Written exercise:
Write out all the lines again, precisely as they stand, but without the images.

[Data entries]
————
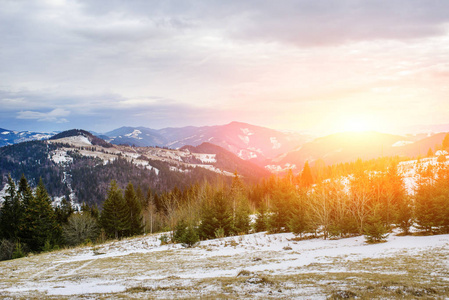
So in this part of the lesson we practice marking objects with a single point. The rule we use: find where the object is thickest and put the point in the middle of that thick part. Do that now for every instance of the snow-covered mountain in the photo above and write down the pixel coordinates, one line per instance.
(10, 137)
(247, 141)
(79, 164)
(347, 147)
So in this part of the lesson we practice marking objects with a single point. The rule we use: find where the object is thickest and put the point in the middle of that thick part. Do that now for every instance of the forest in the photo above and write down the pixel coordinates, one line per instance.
(372, 201)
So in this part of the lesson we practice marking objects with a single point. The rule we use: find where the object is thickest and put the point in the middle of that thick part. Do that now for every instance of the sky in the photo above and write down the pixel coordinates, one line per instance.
(309, 66)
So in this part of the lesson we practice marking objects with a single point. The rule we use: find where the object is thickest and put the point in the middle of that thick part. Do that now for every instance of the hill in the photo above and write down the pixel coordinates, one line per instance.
(347, 147)
(339, 147)
(247, 141)
(255, 266)
(10, 137)
(77, 164)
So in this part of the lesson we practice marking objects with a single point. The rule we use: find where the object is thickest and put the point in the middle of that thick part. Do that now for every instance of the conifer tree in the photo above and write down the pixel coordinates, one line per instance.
(216, 216)
(240, 207)
(261, 223)
(63, 211)
(11, 213)
(39, 222)
(134, 211)
(445, 144)
(306, 176)
(80, 228)
(299, 219)
(114, 216)
(280, 208)
(375, 229)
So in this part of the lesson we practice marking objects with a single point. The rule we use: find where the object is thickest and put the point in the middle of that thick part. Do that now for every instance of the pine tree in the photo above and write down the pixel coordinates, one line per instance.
(261, 223)
(134, 211)
(299, 219)
(80, 227)
(375, 229)
(11, 213)
(306, 176)
(240, 207)
(114, 216)
(64, 211)
(280, 209)
(39, 223)
(445, 144)
(216, 216)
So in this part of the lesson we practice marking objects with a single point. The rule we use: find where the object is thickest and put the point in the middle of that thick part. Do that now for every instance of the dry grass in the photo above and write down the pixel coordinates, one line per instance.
(206, 272)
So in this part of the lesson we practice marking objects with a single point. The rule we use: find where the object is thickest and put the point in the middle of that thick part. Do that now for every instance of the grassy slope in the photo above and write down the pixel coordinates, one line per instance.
(252, 266)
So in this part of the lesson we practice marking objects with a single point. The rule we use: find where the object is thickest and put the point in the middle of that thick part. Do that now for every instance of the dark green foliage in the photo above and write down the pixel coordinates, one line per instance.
(31, 159)
(6, 249)
(114, 217)
(240, 207)
(134, 211)
(39, 220)
(306, 179)
(80, 227)
(445, 144)
(280, 209)
(63, 211)
(216, 214)
(375, 229)
(185, 234)
(19, 251)
(299, 220)
(261, 223)
(11, 213)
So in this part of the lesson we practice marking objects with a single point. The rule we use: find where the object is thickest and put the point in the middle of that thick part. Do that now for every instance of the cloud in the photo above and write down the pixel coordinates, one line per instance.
(56, 115)
(108, 63)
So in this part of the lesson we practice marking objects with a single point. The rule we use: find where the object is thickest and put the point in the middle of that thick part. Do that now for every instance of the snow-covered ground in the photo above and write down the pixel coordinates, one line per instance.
(258, 265)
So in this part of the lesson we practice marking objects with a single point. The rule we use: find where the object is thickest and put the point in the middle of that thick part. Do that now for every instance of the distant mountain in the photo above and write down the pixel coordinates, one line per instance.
(90, 138)
(10, 137)
(247, 141)
(347, 147)
(77, 164)
(340, 147)
(229, 161)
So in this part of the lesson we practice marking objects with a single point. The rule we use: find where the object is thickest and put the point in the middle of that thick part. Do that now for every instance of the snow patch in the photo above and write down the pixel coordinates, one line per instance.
(401, 143)
(246, 131)
(60, 156)
(135, 134)
(206, 158)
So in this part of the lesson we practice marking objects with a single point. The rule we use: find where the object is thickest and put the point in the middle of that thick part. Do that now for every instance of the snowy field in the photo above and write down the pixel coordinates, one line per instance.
(277, 266)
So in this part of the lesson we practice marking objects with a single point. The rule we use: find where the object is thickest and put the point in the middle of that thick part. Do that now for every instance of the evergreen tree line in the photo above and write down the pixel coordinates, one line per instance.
(370, 203)
(28, 221)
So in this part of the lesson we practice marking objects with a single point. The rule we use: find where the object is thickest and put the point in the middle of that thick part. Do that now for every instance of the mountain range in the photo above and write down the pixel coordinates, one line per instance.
(247, 141)
(79, 165)
(10, 137)
(272, 149)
————
Worked solution:
So in this part of the lesson we practice marking objects with a single point. The rule we use: find where the object is thickest and put the point in the middle of that thick part. Do that now for every instance of the snow-covered mountain in the photo above and write down the pixel coordinates, one line per instance.
(10, 137)
(247, 141)
(79, 164)
(347, 147)
So in this part of the lesson we practice marking objects with a single point. The rule we use: find where the object is thickest and put the point in the middle of that thick part. Do that now for every instance of the forest in the photo above and write down the pixel coordinates, one line per instance.
(372, 201)
So in this part of the lesson we practice marking objects with a single point. The rule we use: find where the object is thickest and put the point in the middle of that thick part. Do that now for every instance of the sky in the photo above and write down the pixel coordinates, one line per instance.
(309, 66)
So in this part of the lesson we practice marking objects with a single point. The rule we use: find where the object is thickest and put the point in the middle of that thick part. Do that now for every instance of the hill in the photo above and write down the pixel coordinates, one line per instance.
(347, 147)
(339, 147)
(247, 141)
(255, 266)
(10, 137)
(77, 164)
So in this part of the lesson we practice marking objects with a single point. The rule we use: find where the object is thickest and put the point in the middle of that thick part. Do that now for every instance of the conifer tree in the photo above and write down the pixel coordinates, one line per instance.
(216, 216)
(240, 207)
(261, 223)
(63, 211)
(11, 213)
(39, 222)
(134, 211)
(445, 144)
(306, 176)
(80, 228)
(299, 219)
(114, 216)
(280, 208)
(375, 229)
So in this part of the lesson we practice marking objects with a single point. The rule we use: find where the object is thickest and put the point in the middle of that thick part. Do that now for every instance of the pine tree in the photo above and write down the pixel coordinates, one line per instance.
(261, 223)
(134, 211)
(299, 219)
(80, 227)
(375, 229)
(11, 213)
(306, 176)
(240, 207)
(114, 216)
(64, 211)
(280, 209)
(39, 223)
(445, 144)
(216, 216)
So in this part of the lesson we practice marking objects with a single point. The rule we use: find where the object is thickest and put the point in the middle of that thick part. Do that now for every instance of the dry grass in the photo above and write down the pixel coordinates, one line per instance.
(206, 272)
So in this part of the lesson we practice marking objects with a single point. The rule we use: find where the object is thickest and put the point in the middle of that thick part. Do that now for every instance of the grassy slope in the photo above and write down the pixel coordinates, one line per instance.
(252, 266)
So in this part of the lesson we practice marking objects with a single point. The rule we use: find where the object is thickest and put the point in the middle of that thick part. Do that now for every instance of the dark green foliage in the photo above and write down the pixel coordinates, one line per instance.
(31, 159)
(6, 249)
(114, 217)
(240, 207)
(134, 211)
(39, 220)
(306, 179)
(80, 227)
(445, 144)
(280, 209)
(63, 211)
(216, 214)
(375, 229)
(185, 234)
(19, 251)
(299, 220)
(261, 223)
(11, 213)
So in this part of the lesson we practice marking objects with a single point. The rule we use: find where the object is thickest and put the point in the middle of that thick part. Do that now for every instance of the cloud in the photo above and write down the pixel coordinates, one line per instance.
(56, 115)
(108, 63)
So in this part of the lesson we practice marking objects with a single point. The rule we use: find where the object is thickest and put the point in the middle of that thick part. Do that now for every instance of the snow-covered ground in the photo above and write down the pixel coordinates, one line per instance.
(258, 265)
So in this part of the lesson we practice marking objects with a single point. The rule we use: find where the object is thickest and put the point in the middle of that thick part. Do that now for every instance of the distant mountain in the photo above and write down the pixel coordinates, one line per instance.
(90, 138)
(10, 137)
(247, 141)
(347, 147)
(77, 164)
(340, 147)
(229, 161)
So in this part of the lesson we practice marking objects with a single point. The rule we use: find where the object is thickest and put the point in the middle of that thick part. Do that now for every instance of the snow patch in the photo above and write down the pixel coordinates, one line per instance.
(401, 143)
(246, 131)
(60, 156)
(135, 134)
(206, 158)
So in this part of the lesson we practice marking objects with a single point. The rule we use: find where the object is thickest and put the point in the middle of that thick part. Do that now for every instance of the snowy field in the photo above and write down the pixel coordinates, one line per instance.
(277, 266)
So in this part of the lesson we practice marking objects with a single point. The rule we use: find where the object is thickest and put the point in the middle of that thick part. Do that now for every instance of the evergreen tree line in the photo above and write down the pixel coordinates, one line per instance.
(370, 203)
(28, 221)
So in this part of the lesson we practice marking objects with a single point. The rule we use: find where the object is thickest and put the point in the middle of that thick part. Do that now for every instance of the mountain range in the photo above and write down the pixel coordinates, one line per instance.
(247, 141)
(79, 165)
(10, 137)
(272, 149)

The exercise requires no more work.